■ TEXT EXTRACT:
= = = = = = =

# Finally some time to fish



## 1fishinmusician (Jun 8, 2005)

I'll be in Cape May Aug. 7-11, any suggestions?


----------



## RuddeDogg (Mar 20, 2004)

*Yep*

Poverty beach has been pretty good as well as Alexander ave in the point. Decent sized snapper blues have been caught at the Middle thorofare bridge-the toll bridge between Cape May and Wildwood Crest. Clams are the bait of choice at Poverty Beach, Bloods for Alexander ave and Bunker for the bridge. The other usual spots like Grassy Sound, 2nd and 7th streets in North Wildwood as well as Cape May point have been producing fish also . Even the head boats aren't doin bad.


----------



## 1fishinmusician (Jun 8, 2005)

Thanks for the info Ruddedogg, if you got any off time Jr and I are always up for company fishin. I had to come during the week since I got music jobs on all weekends. Oh yeah, I'll try to remember to bring some Jack Green


----------



## RuddeDogg (Mar 20, 2004)

*August 7-11*

I am on days the 7th and 8th and the 11th. I get dome at 6:30 pm. I am off the 9th and 10th. Mrs. Dogg has a doctors appointment at 10:30am on the 9th in somers point. Give me a shout and we can hook up. 609-886-1356.


----------



## 1fishinmusician (Jun 8, 2005)

Sounds good and thanks, I'll give ya a shout when we get there. Now we're jus hopin for good weather


----------

= = = = = = =

■ RAW DATA:
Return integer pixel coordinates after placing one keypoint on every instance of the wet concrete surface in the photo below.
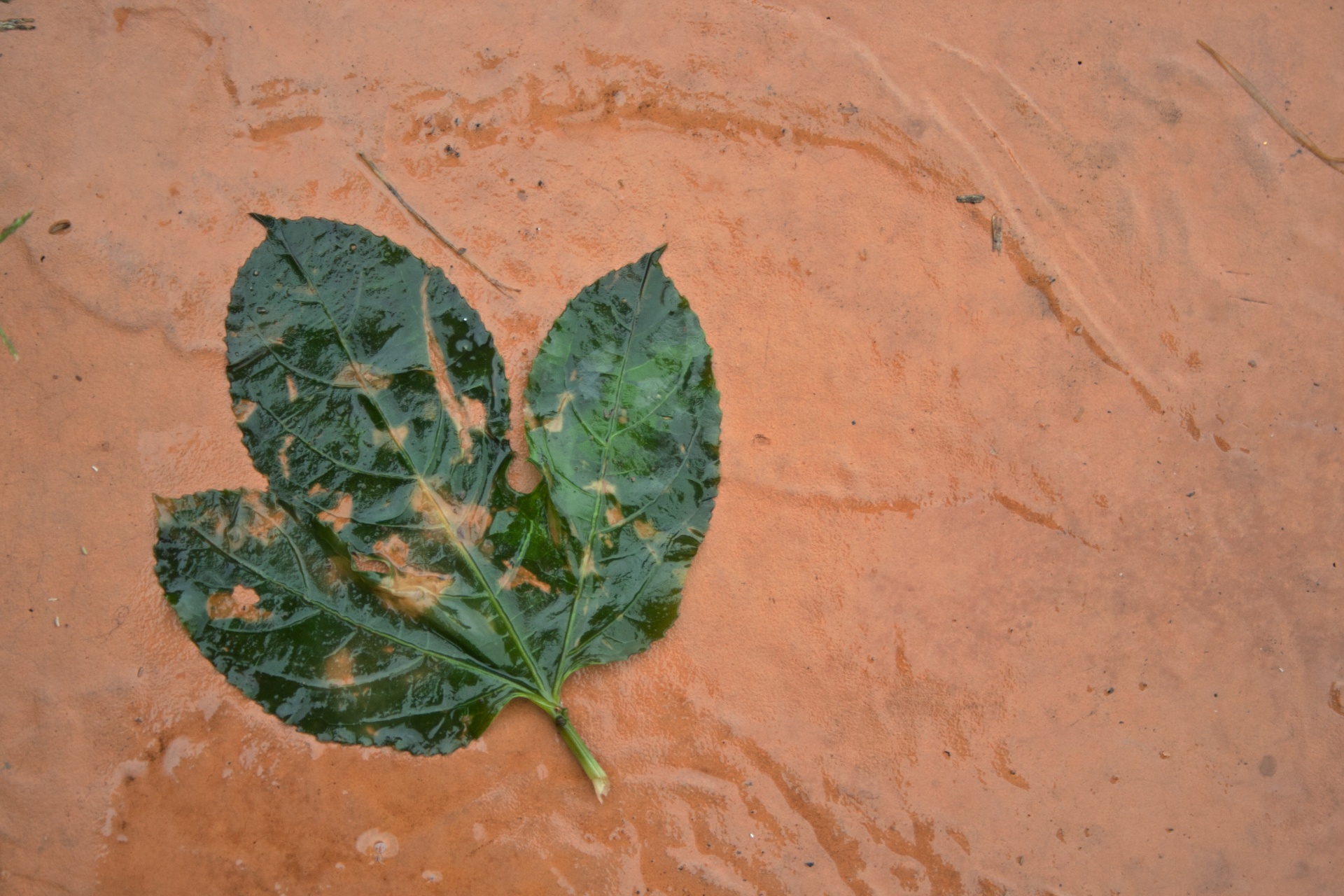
(1023, 575)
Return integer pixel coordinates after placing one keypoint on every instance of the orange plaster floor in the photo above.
(1023, 577)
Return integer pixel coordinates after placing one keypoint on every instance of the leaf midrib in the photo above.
(350, 621)
(606, 454)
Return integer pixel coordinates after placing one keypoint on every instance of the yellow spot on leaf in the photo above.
(340, 668)
(339, 514)
(394, 550)
(397, 435)
(262, 522)
(412, 592)
(515, 577)
(238, 605)
(467, 414)
(284, 456)
(465, 523)
(356, 375)
(601, 486)
(556, 424)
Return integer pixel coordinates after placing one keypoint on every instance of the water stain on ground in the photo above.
(890, 673)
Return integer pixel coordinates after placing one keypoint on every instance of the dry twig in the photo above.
(460, 253)
(1334, 162)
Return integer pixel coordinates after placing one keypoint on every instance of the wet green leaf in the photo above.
(391, 587)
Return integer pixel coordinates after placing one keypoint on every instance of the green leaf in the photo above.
(403, 590)
(15, 225)
(624, 419)
(267, 605)
(4, 234)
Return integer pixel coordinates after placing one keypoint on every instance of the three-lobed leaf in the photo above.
(390, 587)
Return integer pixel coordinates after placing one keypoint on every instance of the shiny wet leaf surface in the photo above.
(390, 587)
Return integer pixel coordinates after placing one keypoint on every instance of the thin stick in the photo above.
(1334, 162)
(460, 253)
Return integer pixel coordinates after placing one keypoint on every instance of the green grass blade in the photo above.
(18, 222)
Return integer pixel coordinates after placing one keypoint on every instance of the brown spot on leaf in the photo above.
(262, 522)
(556, 422)
(369, 564)
(514, 577)
(238, 605)
(412, 592)
(339, 514)
(358, 375)
(284, 456)
(339, 668)
(397, 435)
(464, 523)
(394, 550)
(467, 413)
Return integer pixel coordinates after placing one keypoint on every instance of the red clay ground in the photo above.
(1023, 574)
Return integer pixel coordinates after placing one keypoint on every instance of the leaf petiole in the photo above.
(601, 783)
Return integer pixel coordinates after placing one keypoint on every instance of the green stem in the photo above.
(601, 783)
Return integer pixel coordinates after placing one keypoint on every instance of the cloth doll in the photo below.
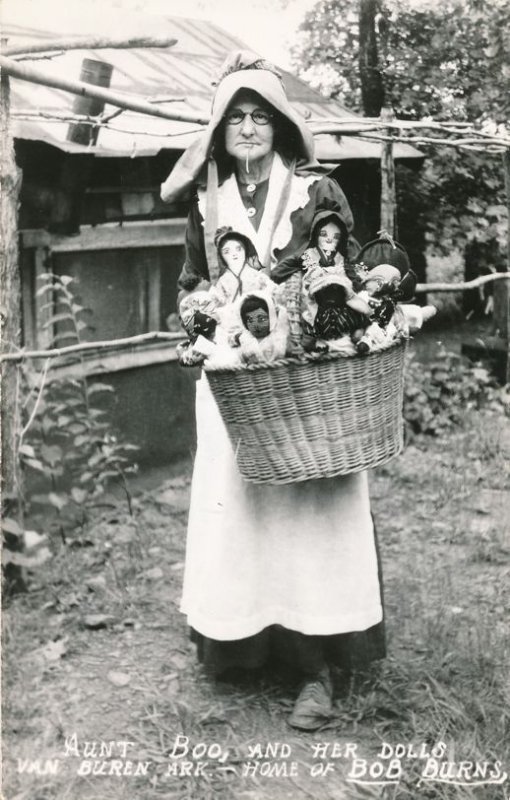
(240, 269)
(327, 247)
(331, 310)
(201, 317)
(264, 328)
(384, 288)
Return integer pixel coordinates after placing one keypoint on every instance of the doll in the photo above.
(264, 329)
(240, 269)
(331, 310)
(327, 247)
(199, 318)
(384, 288)
(208, 343)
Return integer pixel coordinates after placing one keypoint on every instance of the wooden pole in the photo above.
(10, 177)
(388, 200)
(87, 43)
(502, 297)
(34, 75)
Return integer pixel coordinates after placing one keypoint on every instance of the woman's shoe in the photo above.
(314, 705)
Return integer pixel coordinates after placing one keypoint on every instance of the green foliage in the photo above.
(448, 61)
(437, 395)
(66, 447)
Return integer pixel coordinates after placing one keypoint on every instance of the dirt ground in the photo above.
(99, 674)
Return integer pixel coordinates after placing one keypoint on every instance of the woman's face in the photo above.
(247, 140)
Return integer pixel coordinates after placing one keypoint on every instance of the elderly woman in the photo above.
(272, 572)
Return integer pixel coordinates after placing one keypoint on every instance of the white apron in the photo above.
(300, 555)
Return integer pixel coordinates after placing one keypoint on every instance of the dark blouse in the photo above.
(324, 191)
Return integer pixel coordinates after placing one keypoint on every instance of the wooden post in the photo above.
(11, 329)
(502, 295)
(388, 200)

= = = = = = =

■ WHAT THE EXERCISE ASKS:
Answer these from the Cape May fishing thread:
(a) What bait is preferred at Poverty Beach?
(b) Which two days of the visit is RuddeDogg off?
(c) Why does 1fishinmusician have to come during the week?
The items have no part in this.

■ WRITTEN RESPONSE:
(a) Clams
(b) The 9th and 10th
(c) 1fishinmusician has music jobs on all weekends.